**AIM OF THE EXERCISE**
Reproduce the data below word for word, from its first line through the line holding "point(418, 71)", with both ends included.

Records of labeled points:
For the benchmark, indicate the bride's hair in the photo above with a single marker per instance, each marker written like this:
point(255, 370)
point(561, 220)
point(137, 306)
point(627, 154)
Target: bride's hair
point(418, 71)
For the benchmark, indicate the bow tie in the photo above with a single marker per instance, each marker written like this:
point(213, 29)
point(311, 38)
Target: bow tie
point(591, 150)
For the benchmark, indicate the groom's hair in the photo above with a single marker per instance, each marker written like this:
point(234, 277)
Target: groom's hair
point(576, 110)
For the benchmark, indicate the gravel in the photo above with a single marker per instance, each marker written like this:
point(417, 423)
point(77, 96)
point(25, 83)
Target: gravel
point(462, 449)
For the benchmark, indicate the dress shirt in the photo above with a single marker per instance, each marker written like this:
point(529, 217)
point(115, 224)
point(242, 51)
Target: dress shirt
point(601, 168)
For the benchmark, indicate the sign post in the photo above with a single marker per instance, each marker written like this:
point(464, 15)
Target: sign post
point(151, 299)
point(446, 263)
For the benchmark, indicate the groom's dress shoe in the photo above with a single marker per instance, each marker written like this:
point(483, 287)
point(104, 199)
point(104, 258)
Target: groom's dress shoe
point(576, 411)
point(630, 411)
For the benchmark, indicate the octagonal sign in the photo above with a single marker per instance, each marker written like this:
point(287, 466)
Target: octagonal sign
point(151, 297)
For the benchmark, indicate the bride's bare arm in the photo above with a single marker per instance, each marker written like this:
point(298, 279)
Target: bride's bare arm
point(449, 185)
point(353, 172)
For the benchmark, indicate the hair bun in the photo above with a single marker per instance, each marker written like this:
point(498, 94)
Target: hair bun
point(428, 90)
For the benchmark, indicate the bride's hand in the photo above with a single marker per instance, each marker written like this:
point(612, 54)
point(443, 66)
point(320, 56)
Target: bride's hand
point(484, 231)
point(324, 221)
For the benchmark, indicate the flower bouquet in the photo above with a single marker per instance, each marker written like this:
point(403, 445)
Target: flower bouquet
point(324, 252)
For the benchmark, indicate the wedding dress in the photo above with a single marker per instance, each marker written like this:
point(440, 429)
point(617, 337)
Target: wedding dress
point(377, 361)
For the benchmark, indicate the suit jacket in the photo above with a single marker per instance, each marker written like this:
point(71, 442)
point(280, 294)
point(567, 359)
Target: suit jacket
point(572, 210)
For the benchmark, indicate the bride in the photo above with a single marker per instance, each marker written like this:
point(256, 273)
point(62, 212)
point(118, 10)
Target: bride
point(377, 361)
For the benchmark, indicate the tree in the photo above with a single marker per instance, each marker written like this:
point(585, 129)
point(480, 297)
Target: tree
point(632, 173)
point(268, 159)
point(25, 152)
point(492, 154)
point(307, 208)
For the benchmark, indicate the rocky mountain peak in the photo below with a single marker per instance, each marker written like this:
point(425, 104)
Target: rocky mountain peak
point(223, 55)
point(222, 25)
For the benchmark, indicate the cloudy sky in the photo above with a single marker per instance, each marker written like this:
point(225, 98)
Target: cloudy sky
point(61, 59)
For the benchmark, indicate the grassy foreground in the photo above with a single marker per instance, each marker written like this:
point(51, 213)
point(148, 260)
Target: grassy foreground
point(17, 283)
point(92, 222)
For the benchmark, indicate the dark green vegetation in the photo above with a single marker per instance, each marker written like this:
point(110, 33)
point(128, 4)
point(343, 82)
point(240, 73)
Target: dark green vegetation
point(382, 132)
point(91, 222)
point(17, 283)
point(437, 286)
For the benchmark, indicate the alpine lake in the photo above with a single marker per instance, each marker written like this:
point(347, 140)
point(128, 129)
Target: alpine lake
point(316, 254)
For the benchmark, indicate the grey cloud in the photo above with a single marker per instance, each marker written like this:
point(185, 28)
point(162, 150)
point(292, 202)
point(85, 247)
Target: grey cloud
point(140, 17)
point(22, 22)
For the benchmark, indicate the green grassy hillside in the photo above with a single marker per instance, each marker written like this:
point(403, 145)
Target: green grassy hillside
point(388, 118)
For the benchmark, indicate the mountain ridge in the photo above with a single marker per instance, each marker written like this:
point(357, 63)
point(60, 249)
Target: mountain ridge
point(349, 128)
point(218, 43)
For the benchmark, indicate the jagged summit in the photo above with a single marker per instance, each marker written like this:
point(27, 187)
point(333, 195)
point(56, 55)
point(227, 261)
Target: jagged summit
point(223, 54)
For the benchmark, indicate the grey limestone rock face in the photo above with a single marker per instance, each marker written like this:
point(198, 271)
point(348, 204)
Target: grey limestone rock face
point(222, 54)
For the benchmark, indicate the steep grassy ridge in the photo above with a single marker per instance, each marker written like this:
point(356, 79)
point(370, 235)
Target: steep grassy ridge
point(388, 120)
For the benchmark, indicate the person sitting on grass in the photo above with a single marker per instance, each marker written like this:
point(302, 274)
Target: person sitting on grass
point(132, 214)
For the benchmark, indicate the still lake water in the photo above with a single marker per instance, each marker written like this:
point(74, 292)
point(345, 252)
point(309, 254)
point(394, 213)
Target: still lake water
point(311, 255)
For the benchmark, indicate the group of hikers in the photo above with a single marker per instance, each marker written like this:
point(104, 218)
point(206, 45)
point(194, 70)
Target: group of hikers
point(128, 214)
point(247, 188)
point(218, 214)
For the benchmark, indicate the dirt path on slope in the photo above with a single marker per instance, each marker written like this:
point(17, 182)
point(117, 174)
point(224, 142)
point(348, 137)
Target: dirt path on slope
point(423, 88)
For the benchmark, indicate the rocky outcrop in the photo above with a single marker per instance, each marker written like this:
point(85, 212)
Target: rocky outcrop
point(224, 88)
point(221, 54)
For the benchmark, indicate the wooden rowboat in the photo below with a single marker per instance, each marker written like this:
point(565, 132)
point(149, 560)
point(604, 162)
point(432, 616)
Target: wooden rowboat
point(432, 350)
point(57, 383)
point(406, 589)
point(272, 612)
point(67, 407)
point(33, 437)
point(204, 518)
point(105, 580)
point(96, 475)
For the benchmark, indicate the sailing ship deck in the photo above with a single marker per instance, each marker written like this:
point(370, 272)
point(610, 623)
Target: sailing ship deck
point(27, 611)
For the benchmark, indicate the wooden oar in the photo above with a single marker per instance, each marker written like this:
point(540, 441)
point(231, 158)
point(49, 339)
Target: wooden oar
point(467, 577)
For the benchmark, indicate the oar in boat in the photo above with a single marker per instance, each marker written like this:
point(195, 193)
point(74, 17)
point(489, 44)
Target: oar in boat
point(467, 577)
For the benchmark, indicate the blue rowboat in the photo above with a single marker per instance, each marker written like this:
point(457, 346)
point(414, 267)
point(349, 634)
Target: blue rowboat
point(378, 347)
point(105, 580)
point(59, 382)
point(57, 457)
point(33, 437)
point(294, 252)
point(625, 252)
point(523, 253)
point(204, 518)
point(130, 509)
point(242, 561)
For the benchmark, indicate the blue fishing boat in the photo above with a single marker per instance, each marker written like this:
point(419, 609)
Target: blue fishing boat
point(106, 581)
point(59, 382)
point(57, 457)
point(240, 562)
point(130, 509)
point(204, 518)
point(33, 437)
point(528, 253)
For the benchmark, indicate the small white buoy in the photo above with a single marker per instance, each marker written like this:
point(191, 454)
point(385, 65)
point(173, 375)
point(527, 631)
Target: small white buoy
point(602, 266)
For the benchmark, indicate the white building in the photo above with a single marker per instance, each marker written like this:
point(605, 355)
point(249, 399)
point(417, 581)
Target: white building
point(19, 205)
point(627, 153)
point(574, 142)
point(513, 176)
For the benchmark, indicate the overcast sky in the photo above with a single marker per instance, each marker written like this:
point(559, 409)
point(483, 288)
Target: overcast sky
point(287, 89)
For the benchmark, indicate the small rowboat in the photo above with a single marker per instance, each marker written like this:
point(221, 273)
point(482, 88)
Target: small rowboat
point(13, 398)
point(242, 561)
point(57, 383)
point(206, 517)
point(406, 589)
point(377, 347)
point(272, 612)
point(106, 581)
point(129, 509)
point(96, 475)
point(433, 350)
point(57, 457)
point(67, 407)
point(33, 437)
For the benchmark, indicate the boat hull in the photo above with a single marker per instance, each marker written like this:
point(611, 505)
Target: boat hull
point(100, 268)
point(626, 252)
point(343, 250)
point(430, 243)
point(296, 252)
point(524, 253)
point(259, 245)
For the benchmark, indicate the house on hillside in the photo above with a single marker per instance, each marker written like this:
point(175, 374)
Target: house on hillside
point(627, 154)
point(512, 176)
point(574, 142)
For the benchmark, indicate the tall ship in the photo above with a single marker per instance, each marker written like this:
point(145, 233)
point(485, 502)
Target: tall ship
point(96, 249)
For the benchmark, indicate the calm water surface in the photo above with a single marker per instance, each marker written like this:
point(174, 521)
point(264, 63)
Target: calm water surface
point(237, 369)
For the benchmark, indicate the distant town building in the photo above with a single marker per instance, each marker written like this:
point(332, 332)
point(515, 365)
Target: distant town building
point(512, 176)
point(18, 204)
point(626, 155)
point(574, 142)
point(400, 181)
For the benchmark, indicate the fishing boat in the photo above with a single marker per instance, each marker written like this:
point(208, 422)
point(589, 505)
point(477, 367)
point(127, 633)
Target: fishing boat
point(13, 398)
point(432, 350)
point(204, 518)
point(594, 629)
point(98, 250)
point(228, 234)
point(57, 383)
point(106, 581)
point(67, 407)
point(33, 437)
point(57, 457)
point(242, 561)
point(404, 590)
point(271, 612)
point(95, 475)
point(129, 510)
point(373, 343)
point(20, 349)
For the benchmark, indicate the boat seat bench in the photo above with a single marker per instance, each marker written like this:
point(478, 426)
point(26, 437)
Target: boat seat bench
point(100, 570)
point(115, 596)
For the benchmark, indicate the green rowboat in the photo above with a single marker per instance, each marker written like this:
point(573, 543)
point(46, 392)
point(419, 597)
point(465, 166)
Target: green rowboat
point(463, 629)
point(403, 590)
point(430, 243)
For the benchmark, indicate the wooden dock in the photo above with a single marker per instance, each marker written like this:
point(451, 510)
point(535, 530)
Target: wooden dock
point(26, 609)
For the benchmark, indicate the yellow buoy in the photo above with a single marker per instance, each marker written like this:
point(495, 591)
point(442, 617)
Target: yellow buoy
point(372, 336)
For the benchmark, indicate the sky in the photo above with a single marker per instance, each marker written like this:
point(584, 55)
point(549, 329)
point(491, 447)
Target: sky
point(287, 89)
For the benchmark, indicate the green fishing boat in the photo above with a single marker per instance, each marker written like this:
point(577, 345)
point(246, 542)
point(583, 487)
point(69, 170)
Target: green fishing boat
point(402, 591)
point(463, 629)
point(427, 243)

**ANSWER TO THIS EXERCISE**
For the benchmark, indicate the bride's hair in the photo above with a single marker per instance, each marker written like this:
point(255, 370)
point(561, 220)
point(137, 306)
point(627, 154)
Target: bride's hair
point(418, 71)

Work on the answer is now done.